─── Extracted records ───

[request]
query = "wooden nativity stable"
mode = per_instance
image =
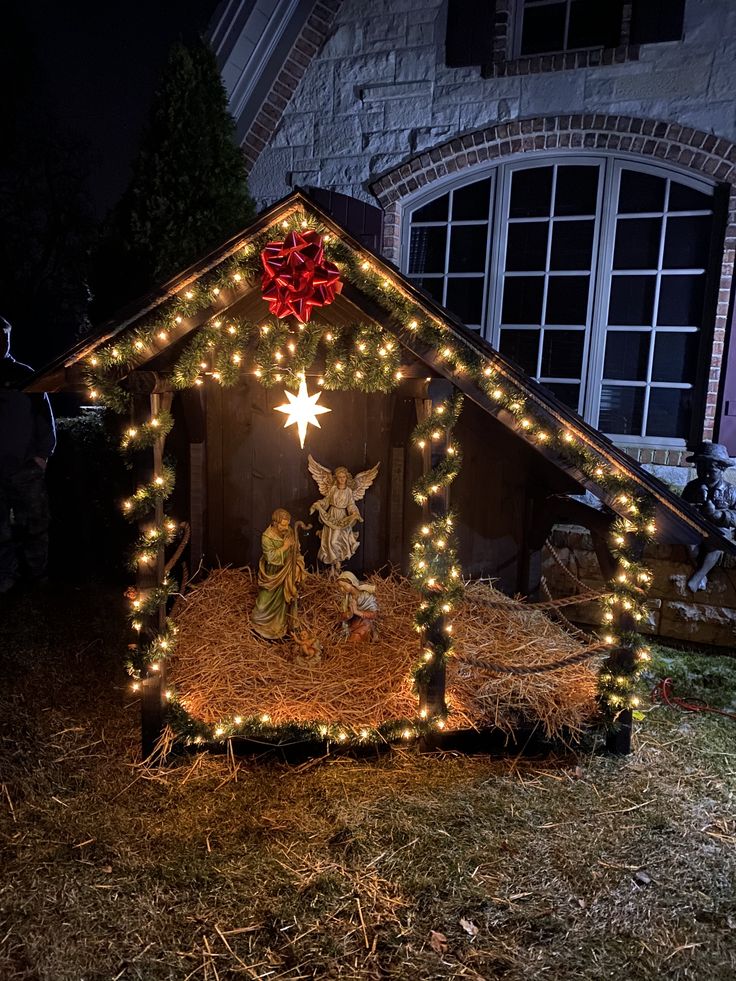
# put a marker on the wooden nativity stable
(477, 464)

───

Set task:
Arrange every line of the row above as a numbered list, omitting any blank lines and leaving the picture out.

Answer below:
1. [request]
2. query = "wooden nativity stable"
3. mode = per_instance
4. image =
5. # put a marker on the wooden nativity stable
6. (477, 464)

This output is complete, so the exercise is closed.